=== Data for the task ===
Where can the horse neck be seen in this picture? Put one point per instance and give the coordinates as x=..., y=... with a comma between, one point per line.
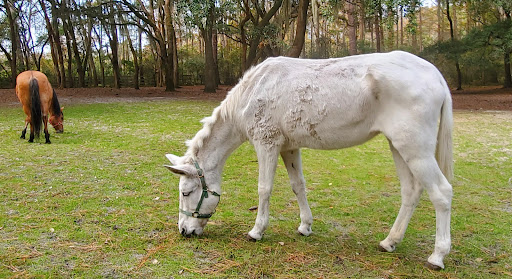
x=223, y=139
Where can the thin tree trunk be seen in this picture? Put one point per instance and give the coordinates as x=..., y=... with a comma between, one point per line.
x=14, y=45
x=209, y=71
x=351, y=25
x=135, y=59
x=300, y=30
x=457, y=66
x=508, y=77
x=377, y=26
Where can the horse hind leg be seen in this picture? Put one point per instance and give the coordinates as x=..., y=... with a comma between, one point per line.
x=32, y=133
x=267, y=161
x=24, y=131
x=411, y=191
x=426, y=171
x=292, y=161
x=46, y=134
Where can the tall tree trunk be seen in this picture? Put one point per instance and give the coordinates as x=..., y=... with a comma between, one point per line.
x=378, y=37
x=439, y=21
x=300, y=30
x=14, y=45
x=315, y=25
x=508, y=77
x=53, y=43
x=209, y=70
x=351, y=25
x=506, y=58
x=114, y=47
x=70, y=61
x=60, y=52
x=135, y=59
x=452, y=36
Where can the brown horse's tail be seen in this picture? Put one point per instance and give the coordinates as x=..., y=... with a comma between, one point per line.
x=55, y=108
x=36, y=115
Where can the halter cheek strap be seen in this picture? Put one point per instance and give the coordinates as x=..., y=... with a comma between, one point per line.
x=204, y=195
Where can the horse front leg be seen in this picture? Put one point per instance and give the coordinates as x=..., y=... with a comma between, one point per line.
x=24, y=131
x=46, y=134
x=292, y=161
x=267, y=161
x=411, y=192
x=32, y=134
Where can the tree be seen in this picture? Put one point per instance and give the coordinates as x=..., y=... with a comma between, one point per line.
x=300, y=29
x=202, y=14
x=10, y=11
x=452, y=36
x=157, y=32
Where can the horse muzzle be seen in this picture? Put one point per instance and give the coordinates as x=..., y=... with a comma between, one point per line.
x=191, y=226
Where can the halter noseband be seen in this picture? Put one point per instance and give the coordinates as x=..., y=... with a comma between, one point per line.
x=204, y=195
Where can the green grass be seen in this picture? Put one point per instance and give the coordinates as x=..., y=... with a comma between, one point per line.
x=97, y=203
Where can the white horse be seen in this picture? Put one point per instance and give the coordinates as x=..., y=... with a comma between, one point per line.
x=284, y=104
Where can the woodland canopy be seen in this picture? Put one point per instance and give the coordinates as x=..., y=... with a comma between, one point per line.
x=168, y=43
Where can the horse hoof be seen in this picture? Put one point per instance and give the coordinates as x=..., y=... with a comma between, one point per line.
x=432, y=266
x=250, y=238
x=383, y=249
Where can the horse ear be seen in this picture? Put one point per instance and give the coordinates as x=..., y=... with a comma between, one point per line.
x=187, y=170
x=173, y=159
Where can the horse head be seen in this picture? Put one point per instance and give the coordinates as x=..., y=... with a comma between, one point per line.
x=197, y=200
x=57, y=121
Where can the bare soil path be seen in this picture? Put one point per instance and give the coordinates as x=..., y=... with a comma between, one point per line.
x=481, y=98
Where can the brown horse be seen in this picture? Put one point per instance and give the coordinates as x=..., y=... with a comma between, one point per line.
x=38, y=99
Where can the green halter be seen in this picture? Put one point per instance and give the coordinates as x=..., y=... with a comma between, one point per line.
x=204, y=195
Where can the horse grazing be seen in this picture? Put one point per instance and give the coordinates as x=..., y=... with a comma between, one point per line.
x=38, y=99
x=284, y=104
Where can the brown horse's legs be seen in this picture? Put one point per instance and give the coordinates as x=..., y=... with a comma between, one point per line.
x=31, y=139
x=24, y=132
x=46, y=134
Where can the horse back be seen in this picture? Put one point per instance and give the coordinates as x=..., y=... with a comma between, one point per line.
x=23, y=88
x=335, y=103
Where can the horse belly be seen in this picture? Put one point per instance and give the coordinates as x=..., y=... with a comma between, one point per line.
x=327, y=136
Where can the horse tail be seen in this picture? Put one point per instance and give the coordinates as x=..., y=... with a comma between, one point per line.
x=36, y=115
x=55, y=105
x=444, y=150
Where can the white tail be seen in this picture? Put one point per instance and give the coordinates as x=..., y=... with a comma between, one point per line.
x=444, y=150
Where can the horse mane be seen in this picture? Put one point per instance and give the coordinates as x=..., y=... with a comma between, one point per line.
x=225, y=111
x=55, y=107
x=36, y=115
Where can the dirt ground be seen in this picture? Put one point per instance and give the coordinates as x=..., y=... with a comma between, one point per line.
x=481, y=98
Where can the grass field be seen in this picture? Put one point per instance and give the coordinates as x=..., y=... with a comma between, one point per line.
x=97, y=203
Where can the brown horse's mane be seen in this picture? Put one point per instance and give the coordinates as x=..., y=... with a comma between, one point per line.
x=55, y=108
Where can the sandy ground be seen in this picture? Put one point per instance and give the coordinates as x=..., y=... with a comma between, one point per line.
x=481, y=98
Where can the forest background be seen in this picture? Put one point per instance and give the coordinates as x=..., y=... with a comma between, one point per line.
x=168, y=43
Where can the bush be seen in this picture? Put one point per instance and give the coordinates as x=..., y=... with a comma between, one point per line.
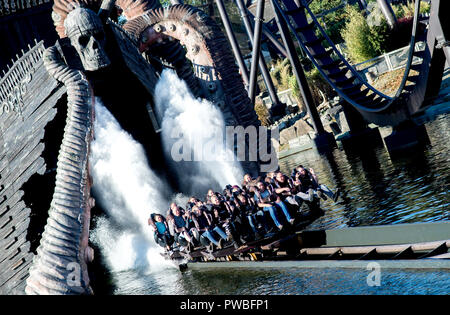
x=284, y=79
x=362, y=40
x=333, y=22
x=262, y=112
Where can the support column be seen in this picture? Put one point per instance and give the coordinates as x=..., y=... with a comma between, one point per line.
x=388, y=13
x=323, y=138
x=256, y=50
x=404, y=137
x=277, y=106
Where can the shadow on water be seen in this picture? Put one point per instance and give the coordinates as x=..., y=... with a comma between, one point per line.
x=377, y=188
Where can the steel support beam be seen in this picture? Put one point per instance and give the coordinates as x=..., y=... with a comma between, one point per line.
x=233, y=41
x=298, y=71
x=262, y=64
x=388, y=13
x=256, y=49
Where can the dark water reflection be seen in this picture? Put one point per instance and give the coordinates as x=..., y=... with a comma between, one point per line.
x=375, y=190
x=284, y=281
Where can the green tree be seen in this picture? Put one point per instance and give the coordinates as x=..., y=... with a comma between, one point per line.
x=363, y=41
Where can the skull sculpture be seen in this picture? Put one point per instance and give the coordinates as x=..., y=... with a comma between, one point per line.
x=85, y=31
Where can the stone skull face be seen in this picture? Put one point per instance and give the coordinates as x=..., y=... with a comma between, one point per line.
x=86, y=34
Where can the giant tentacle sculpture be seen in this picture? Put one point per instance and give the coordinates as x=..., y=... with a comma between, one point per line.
x=207, y=49
x=60, y=264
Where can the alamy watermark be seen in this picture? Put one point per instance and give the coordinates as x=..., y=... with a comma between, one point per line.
x=374, y=277
x=233, y=143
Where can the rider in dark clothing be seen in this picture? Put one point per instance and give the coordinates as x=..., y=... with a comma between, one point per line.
x=224, y=217
x=162, y=234
x=202, y=223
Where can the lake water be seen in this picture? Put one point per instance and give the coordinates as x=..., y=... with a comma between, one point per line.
x=375, y=190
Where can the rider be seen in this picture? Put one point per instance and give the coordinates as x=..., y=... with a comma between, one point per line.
x=179, y=226
x=265, y=199
x=255, y=217
x=162, y=234
x=308, y=179
x=202, y=231
x=223, y=217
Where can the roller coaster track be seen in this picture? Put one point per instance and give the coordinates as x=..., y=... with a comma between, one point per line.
x=337, y=71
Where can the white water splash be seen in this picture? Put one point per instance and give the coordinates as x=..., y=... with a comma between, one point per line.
x=128, y=191
x=194, y=123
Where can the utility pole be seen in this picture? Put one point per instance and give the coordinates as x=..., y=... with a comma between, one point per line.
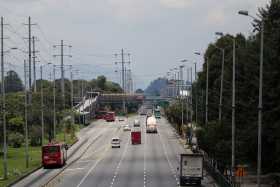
x=191, y=96
x=3, y=102
x=29, y=24
x=196, y=93
x=222, y=85
x=25, y=118
x=72, y=101
x=42, y=105
x=123, y=62
x=233, y=114
x=54, y=112
x=61, y=55
x=181, y=78
x=29, y=56
x=187, y=99
x=207, y=84
x=34, y=64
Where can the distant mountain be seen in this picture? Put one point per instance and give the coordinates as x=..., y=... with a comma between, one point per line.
x=155, y=86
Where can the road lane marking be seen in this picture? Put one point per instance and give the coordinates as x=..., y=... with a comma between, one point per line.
x=73, y=169
x=96, y=163
x=145, y=140
x=92, y=168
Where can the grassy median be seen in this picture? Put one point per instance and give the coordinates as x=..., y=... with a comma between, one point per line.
x=16, y=159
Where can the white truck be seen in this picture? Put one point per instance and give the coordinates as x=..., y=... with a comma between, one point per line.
x=151, y=125
x=191, y=169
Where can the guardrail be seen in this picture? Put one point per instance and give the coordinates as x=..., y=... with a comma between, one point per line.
x=218, y=177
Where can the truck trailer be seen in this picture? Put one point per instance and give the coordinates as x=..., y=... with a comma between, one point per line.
x=151, y=125
x=135, y=136
x=191, y=169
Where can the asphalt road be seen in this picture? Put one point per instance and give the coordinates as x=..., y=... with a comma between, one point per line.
x=153, y=163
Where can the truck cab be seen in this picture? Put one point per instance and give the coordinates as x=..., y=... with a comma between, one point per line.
x=54, y=154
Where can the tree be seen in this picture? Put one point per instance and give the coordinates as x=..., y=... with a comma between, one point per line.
x=139, y=91
x=101, y=80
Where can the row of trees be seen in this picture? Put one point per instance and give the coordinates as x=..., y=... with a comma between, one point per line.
x=215, y=138
x=15, y=105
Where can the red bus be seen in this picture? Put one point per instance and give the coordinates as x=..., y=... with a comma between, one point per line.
x=54, y=154
x=100, y=114
x=110, y=116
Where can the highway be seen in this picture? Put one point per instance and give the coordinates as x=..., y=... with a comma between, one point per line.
x=152, y=163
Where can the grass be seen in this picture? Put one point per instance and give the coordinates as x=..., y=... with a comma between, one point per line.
x=16, y=159
x=16, y=163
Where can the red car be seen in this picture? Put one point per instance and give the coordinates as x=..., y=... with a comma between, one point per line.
x=135, y=137
x=54, y=154
x=110, y=116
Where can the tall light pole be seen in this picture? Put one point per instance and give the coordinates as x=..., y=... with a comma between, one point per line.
x=260, y=106
x=182, y=95
x=3, y=103
x=54, y=103
x=196, y=92
x=26, y=116
x=222, y=81
x=233, y=107
x=42, y=103
x=207, y=84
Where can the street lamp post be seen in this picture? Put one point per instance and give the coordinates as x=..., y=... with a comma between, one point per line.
x=260, y=106
x=42, y=103
x=207, y=83
x=233, y=106
x=222, y=81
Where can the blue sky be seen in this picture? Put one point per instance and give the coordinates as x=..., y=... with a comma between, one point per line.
x=157, y=33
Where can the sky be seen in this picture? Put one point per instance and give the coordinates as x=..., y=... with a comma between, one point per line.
x=157, y=33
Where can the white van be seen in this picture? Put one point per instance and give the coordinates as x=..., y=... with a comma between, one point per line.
x=116, y=142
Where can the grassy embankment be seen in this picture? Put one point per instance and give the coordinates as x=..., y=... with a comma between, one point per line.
x=16, y=160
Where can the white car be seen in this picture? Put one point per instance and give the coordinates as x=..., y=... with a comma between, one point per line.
x=116, y=142
x=126, y=128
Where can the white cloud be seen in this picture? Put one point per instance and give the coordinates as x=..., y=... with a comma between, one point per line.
x=131, y=10
x=216, y=17
x=176, y=3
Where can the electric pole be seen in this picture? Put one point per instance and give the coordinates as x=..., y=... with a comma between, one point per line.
x=54, y=112
x=207, y=84
x=61, y=55
x=34, y=64
x=3, y=103
x=25, y=118
x=196, y=93
x=123, y=62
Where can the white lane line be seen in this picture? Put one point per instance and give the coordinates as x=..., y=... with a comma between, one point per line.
x=145, y=139
x=119, y=164
x=168, y=160
x=74, y=169
x=92, y=168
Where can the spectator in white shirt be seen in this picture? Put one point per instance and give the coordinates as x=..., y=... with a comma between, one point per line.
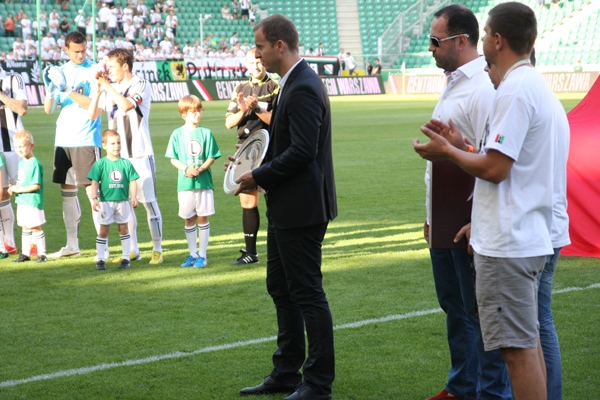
x=172, y=22
x=225, y=13
x=104, y=15
x=25, y=26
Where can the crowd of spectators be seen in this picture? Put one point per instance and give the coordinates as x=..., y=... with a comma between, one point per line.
x=138, y=27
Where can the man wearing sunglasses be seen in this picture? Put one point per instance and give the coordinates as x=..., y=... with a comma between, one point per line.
x=466, y=100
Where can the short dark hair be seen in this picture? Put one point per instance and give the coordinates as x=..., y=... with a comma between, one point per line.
x=277, y=27
x=123, y=56
x=516, y=23
x=460, y=20
x=74, y=37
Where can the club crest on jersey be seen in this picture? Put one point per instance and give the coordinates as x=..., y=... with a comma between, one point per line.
x=193, y=148
x=116, y=175
x=137, y=98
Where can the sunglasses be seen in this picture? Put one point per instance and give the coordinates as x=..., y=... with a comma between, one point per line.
x=436, y=42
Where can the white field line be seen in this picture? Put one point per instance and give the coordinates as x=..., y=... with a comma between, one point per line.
x=210, y=349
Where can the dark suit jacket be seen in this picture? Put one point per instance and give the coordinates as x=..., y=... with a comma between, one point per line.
x=298, y=169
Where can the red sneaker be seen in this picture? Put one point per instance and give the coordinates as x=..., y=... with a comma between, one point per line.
x=443, y=395
x=10, y=249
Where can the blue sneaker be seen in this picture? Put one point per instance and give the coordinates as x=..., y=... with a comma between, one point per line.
x=190, y=261
x=200, y=262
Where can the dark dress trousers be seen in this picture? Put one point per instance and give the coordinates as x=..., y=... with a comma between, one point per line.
x=300, y=191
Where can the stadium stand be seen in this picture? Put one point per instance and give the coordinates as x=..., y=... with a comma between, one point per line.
x=566, y=33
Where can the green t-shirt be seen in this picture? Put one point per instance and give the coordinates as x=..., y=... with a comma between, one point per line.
x=193, y=148
x=31, y=172
x=114, y=178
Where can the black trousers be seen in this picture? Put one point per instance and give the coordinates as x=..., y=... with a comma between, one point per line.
x=295, y=283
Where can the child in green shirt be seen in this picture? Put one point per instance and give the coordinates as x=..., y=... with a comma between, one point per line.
x=29, y=196
x=111, y=178
x=192, y=150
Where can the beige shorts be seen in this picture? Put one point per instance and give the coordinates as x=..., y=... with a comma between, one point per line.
x=146, y=184
x=29, y=216
x=506, y=290
x=198, y=202
x=115, y=211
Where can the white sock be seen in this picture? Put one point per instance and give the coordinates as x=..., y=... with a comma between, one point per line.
x=125, y=244
x=26, y=242
x=39, y=239
x=132, y=226
x=7, y=220
x=95, y=214
x=101, y=246
x=71, y=216
x=204, y=234
x=155, y=224
x=191, y=234
x=2, y=248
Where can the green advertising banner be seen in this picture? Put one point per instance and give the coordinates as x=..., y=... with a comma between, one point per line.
x=211, y=89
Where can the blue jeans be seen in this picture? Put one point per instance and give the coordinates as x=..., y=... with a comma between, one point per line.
x=474, y=373
x=550, y=346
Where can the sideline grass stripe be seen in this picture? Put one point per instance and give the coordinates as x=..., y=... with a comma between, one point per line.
x=210, y=349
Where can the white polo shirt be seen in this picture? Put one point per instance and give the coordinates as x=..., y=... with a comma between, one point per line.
x=467, y=99
x=513, y=219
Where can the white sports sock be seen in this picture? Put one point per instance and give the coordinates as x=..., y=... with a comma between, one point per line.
x=204, y=234
x=39, y=239
x=132, y=226
x=95, y=214
x=71, y=216
x=125, y=244
x=7, y=220
x=155, y=224
x=2, y=248
x=101, y=246
x=26, y=237
x=191, y=234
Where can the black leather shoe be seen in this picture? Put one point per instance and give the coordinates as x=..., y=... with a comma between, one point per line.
x=304, y=392
x=268, y=386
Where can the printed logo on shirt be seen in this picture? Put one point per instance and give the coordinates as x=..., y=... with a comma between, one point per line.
x=137, y=98
x=116, y=175
x=194, y=148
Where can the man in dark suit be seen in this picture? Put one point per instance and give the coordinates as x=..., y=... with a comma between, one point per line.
x=300, y=193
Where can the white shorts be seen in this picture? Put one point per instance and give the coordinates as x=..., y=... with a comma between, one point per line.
x=198, y=202
x=146, y=184
x=29, y=216
x=115, y=211
x=10, y=168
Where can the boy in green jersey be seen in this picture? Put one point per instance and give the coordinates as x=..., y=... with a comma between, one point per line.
x=192, y=150
x=29, y=196
x=112, y=178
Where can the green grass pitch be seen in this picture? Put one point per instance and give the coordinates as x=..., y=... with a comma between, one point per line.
===
**Requirement**
Rewrite the lines starting with the one that contains "Where can the green advertising" and going on through the one that contains "x=513, y=219", putting "denim trousers" in place of "blue jeans" and leaving everything else unchanged.

**Response to the exercise**
Where can the green advertising banner be seen in this picture? Put one point per instance and give the coordinates as x=..., y=... with a comma between, one point per line.
x=211, y=89
Where can the denim trousers be seen in this picture? Put one point per instance and give the coordinates as x=..., y=... with a comma between, one point per line.
x=474, y=373
x=550, y=346
Where can the sideline grass stripe be seen in this picture? Put one point per instance and give the coordinates as x=..., y=... with a comma between, one point per line.
x=210, y=349
Where can the white polo shirt be seen in this picture? Put one point per instance and give the coordinates as x=..., y=... with a comma between, one point per line.
x=467, y=99
x=513, y=219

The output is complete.